=== To be done ===
A - Rewrite the part of the blog post that begins at the words "In the previous" and stops after "decide to re-locate.", swapping "government" for "state".
B - The blog post imagines an elected official looking after the writer's dog for a day. List every action it describes the official possibly doing.
C - In the blog post, what deal does the writer say nationhood really is?

=== Document ===
========================

Updated: Nov 15, 2021
Simulation Technology for Ecosystem Wellness through Antifragile Resource Deployment (STEWARD) blog series - part 5 of 7 (part 1)
In the previous post in this series (as in the Introduction to my book Supercommunities), I discuss how nationhood is really "a deal that is as old as history — tax for rights." This deal is based on a form of trust. You pay tax to a government, trusting that in return it will provide certain protections. If it doesn't ... well then, you may decide to re-locate.
I apply similar thinking about trust when deciding how to vote in an election. The quality of a manifesto is irrelevant if you don't trust elected officials to keep their promises. So, I imagine what would happen if the officials on offer were to look after my dog for a day. Would they take it for a walk first thing, give it something to eat, then let it sleep under their desk while they worked? Or leave the front door open while giving a morning brief to reporters and forget to check where it was for the rest of the day?
A simple thought experiment like this might help with voting decisions, but for the government of a nation to work cohesively towards antifragility in troubled times, we need a richer model for coordination between citizen and government. For one thing, interactions must be digitally enabled, a means for which is set out in my blog series on the Internet of Communities. For another, the devil is in the details, so we need more than trust. To go beyond belief and into execution, across the various levels between individual and state, we need a model of collaboration that stakeholders in the nation's communities can adopt in order to work together efficiently and effectively. This model needs to allow for the creation of hyper-productive teams that include government bodies along with community stakeholders of all kinds, some of whom may be located outside the nation's physical borders.

========================

=== Data supplied ===
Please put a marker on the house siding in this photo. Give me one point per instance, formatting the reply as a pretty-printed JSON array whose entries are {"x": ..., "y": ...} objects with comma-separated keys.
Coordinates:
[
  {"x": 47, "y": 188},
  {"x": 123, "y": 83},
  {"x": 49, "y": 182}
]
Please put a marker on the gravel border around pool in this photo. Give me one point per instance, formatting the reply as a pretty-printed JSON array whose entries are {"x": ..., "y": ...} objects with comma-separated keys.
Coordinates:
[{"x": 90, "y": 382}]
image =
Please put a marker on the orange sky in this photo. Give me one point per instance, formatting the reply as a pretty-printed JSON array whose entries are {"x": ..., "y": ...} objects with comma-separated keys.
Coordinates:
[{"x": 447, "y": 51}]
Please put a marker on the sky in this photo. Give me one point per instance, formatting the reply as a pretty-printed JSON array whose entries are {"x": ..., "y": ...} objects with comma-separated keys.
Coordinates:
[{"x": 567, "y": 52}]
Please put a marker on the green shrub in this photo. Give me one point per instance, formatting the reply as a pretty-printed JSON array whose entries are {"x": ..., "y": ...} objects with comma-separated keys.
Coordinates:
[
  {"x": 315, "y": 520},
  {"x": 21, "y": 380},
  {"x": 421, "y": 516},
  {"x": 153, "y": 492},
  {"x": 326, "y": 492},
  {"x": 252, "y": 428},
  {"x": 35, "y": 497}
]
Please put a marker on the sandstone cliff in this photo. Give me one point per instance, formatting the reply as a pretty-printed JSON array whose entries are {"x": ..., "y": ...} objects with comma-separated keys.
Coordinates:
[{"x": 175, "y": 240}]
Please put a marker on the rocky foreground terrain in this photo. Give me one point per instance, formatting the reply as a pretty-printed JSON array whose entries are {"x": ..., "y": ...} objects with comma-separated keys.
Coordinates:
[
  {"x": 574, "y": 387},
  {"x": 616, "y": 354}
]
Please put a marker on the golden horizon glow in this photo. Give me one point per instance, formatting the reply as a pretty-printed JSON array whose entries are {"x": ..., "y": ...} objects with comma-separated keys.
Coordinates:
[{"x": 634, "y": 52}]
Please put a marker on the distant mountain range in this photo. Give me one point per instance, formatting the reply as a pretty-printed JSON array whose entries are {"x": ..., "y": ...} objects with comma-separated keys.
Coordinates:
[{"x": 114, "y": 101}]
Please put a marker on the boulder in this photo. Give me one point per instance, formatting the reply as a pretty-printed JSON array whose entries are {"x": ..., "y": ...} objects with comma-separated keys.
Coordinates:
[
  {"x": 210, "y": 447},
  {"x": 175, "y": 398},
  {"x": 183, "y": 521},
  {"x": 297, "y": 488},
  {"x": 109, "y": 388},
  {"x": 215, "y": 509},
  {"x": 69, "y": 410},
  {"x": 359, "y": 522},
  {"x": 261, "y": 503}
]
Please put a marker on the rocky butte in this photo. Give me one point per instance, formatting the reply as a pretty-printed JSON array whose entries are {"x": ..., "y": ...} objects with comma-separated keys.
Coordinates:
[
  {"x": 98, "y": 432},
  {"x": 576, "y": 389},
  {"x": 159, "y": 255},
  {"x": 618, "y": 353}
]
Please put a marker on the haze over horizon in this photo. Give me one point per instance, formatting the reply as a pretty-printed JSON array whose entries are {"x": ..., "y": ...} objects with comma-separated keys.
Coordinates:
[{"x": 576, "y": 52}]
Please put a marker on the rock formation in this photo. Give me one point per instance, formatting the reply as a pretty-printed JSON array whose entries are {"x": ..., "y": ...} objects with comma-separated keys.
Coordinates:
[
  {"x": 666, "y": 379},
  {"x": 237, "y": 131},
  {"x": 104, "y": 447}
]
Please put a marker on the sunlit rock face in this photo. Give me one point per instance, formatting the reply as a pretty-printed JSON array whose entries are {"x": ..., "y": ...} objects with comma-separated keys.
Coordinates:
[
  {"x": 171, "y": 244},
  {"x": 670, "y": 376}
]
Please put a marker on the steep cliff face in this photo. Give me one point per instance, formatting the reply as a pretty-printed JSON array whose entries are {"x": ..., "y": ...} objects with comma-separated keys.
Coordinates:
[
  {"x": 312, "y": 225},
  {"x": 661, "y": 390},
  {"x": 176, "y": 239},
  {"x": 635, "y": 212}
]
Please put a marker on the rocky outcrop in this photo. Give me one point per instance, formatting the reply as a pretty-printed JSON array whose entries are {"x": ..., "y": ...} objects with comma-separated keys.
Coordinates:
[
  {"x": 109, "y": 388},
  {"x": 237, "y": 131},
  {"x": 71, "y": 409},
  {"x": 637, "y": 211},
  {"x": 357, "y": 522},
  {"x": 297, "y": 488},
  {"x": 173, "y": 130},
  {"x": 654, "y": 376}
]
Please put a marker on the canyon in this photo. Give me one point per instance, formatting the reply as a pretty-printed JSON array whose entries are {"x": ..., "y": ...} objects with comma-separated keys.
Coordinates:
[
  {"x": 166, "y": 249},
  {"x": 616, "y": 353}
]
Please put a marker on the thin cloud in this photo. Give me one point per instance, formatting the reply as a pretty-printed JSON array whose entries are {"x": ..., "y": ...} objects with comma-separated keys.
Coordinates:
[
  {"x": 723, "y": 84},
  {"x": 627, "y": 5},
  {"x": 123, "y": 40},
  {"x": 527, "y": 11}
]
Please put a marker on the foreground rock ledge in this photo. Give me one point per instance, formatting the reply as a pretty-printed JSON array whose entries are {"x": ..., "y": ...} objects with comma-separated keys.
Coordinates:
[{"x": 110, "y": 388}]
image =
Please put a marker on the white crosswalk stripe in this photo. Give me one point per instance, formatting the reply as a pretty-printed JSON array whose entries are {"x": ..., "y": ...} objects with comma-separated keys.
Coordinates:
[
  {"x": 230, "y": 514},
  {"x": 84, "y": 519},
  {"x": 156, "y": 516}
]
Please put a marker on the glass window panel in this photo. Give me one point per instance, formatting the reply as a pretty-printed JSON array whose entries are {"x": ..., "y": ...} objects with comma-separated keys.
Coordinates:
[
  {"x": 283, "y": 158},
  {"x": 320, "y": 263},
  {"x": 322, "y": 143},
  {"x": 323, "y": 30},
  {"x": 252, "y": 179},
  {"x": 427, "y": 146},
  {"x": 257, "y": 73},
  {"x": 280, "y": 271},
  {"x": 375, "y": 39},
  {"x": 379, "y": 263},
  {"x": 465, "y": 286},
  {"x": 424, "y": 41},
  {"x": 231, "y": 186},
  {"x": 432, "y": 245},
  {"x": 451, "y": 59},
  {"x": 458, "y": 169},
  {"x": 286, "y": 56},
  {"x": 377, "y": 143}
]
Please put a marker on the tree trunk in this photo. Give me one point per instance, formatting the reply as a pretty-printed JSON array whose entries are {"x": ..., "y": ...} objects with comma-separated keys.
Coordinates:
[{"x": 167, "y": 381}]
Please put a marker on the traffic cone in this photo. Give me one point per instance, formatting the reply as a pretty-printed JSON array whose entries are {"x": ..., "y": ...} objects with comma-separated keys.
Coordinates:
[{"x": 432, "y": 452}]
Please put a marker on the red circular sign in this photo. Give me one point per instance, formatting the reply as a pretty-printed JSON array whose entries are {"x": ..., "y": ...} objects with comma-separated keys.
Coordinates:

========================

=== Worked answers ===
A -
In the previous post in this series (as in the Introduction to my book Supercommunities), I discuss how nationhood is really "a deal that is as old as history — tax for rights." This deal is based on a form of trust. You pay tax to a state, trusting that in return it will provide certain protections. If it doesn't ... well then, you may decide to re-locate.

B -
- Taking the dog for a walk first thing
- Giving it something to eat
- Letting it sleep under their desk while they worked
- Leaving the front door open
- Giving a morning brief to reporters
- Forgetting to check where the dog was for the rest of the day

C - A deal as old as history: tax for rights.